Recast everything from the line containing "For every instance of the glass" down to the final line below, both ends included, as a numbered list with blank lines omitted.

++++ Input

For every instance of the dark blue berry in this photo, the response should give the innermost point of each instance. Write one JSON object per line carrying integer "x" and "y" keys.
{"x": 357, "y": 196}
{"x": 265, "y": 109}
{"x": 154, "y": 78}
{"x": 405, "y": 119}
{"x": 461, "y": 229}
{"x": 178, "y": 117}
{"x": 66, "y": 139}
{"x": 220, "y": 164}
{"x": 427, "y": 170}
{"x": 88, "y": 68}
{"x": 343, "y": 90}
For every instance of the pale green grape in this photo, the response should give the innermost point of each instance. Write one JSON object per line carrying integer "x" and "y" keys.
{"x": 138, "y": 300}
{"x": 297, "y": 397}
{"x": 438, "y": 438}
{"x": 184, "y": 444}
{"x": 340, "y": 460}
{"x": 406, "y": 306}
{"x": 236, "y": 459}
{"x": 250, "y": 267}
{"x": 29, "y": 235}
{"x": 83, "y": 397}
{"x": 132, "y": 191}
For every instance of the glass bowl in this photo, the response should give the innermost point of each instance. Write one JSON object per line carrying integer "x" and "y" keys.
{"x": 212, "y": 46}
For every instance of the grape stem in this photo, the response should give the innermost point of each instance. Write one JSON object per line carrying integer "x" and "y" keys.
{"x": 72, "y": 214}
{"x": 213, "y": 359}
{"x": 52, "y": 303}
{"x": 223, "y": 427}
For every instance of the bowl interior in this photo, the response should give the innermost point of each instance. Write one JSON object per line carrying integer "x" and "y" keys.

++++++++

_Response below_:
1. For every instance of the glass bowl in this photo, the response should give the innermost point of each instance. Write one JSON object per line carrying integer "x" and "y" keys.
2. {"x": 212, "y": 46}
3. For every instance of the grape stem in this photo, the response should give the innermost point of each instance. Write one JSON object per line carrying integer "x" and "y" keys.
4. {"x": 72, "y": 214}
5. {"x": 213, "y": 359}
6. {"x": 52, "y": 303}
7. {"x": 223, "y": 427}
8. For every instance of the bowl interior in this photo, the response should give the innermost point of each instance. Write one JSON object per line carrying integer "x" and "y" keys.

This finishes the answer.